> _WHAT THE EXERCISE ASKS_:
Extract every line of the rows below verbatim, leaving the pictures out.

(Location labeling records)
════════
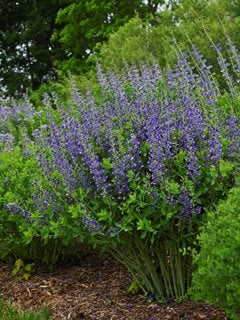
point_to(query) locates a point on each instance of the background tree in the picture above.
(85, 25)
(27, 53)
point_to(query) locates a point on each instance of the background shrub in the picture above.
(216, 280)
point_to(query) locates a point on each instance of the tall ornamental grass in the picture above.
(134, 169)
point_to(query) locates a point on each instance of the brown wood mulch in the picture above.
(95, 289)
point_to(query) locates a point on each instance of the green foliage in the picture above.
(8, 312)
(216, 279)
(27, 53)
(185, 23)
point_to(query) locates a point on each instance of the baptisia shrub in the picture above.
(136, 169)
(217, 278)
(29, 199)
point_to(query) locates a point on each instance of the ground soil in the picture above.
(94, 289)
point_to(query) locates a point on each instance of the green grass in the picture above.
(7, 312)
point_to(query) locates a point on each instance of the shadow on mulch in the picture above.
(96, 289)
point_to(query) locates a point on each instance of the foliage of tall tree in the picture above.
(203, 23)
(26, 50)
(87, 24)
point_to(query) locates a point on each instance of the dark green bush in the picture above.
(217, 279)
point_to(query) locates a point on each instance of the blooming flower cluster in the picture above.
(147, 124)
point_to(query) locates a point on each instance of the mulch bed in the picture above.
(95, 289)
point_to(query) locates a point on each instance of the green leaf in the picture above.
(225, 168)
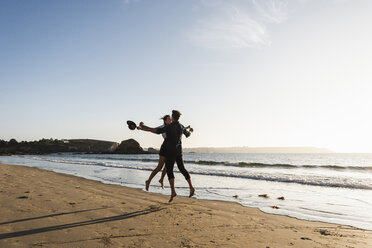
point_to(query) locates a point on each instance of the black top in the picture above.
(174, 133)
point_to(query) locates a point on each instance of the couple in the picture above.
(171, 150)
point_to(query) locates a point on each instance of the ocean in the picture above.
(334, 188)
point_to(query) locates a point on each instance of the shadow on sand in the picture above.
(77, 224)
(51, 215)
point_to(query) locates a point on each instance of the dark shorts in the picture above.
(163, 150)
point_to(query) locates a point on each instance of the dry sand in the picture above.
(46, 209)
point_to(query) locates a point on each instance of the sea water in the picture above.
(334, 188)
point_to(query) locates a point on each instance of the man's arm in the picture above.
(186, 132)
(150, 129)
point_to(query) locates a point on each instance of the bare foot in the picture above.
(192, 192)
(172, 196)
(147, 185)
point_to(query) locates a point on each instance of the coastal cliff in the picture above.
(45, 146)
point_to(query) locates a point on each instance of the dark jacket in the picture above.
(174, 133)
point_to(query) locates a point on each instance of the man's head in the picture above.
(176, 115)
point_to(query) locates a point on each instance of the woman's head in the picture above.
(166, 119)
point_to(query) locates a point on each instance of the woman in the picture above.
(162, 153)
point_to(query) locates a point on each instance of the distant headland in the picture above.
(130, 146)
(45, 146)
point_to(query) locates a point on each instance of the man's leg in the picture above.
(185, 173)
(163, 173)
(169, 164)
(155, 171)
════════
> _THE RESPONSE_:
point_to(query) locates a point on each instance of the background tree in the picture above.
(85, 25)
(27, 53)
point_to(query) locates a point on each instance of the background shrub in the picture above.
(216, 280)
point_to(query) locates a point on each instance of the tall ornamental grass in the picture above.
(134, 169)
point_to(query) locates a point on each instance of the brown wood mulch in the picture above.
(95, 289)
point_to(query) locates a point on each instance of the green foliage in the picture above.
(8, 312)
(216, 279)
(27, 53)
(185, 23)
point_to(query) locates a point on each instance of the baptisia shrub in the picture above.
(136, 169)
(217, 278)
(29, 199)
point_to(query) locates a point on each instance of the ground soil in the picture above.
(94, 289)
point_to(query) locates a point on each instance of the green grass in the picture above.
(7, 312)
point_to(query) locates a point on each instance of the shadow on mulch in the picture above.
(96, 289)
point_to(query) locates a point on each instance of the foliage of tall tree in the picture above.
(203, 23)
(26, 50)
(87, 24)
point_to(query) locates a point on each instance of the dark green bush in the picture above.
(217, 279)
point_to(query) locates a point on each instance of the blooming flower cluster in the picture above.
(147, 124)
point_to(query) locates a point on each instance of the mulch bed in the picture above.
(95, 289)
point_to(query) locates a point on each instance of the green leaf in the picture above.
(225, 168)
point_to(query) locates a point on each instance of the black top in the picture above.
(174, 133)
point_to(query) locates a point on each instance of the couple in the picture above.
(171, 150)
point_to(query) locates a point on each instance of the ocean in the picture above.
(334, 188)
point_to(query) locates a point on each instance of the shadow on sand in the picture above.
(77, 224)
(51, 215)
point_to(query) locates a point on each instance of the dark shorts in the picture above.
(163, 150)
point_to(query) locates a point on each instance of the dry sand in the picture above.
(46, 209)
point_to(query) locates a point on each instance of the sea water in the picture above.
(334, 188)
point_to(query) locates a point on each instance of the man's arm in the picture above.
(186, 132)
(150, 129)
point_to(query) locates a point on each instance of the bare foot in the picture above.
(192, 192)
(172, 196)
(147, 185)
point_to(query) locates a point on each instance of the coastal cliff in the picture above.
(45, 146)
point_to(query) locates a point on each instance of the dark jacket in the picture above.
(174, 133)
point_to(query) locates a point on each instance of the man's head in the picture above.
(176, 115)
point_to(query) locates a point on each instance of the woman's head in the picture above.
(166, 119)
point_to(query) locates a point on each instance of the woman in the picture above.
(162, 153)
point_to(query) locates a point on each instance of the distant headland in the picture above.
(130, 146)
(45, 146)
point_to(query) locates a point on each instance of the man's leg in the picture above.
(185, 173)
(163, 173)
(169, 164)
(155, 171)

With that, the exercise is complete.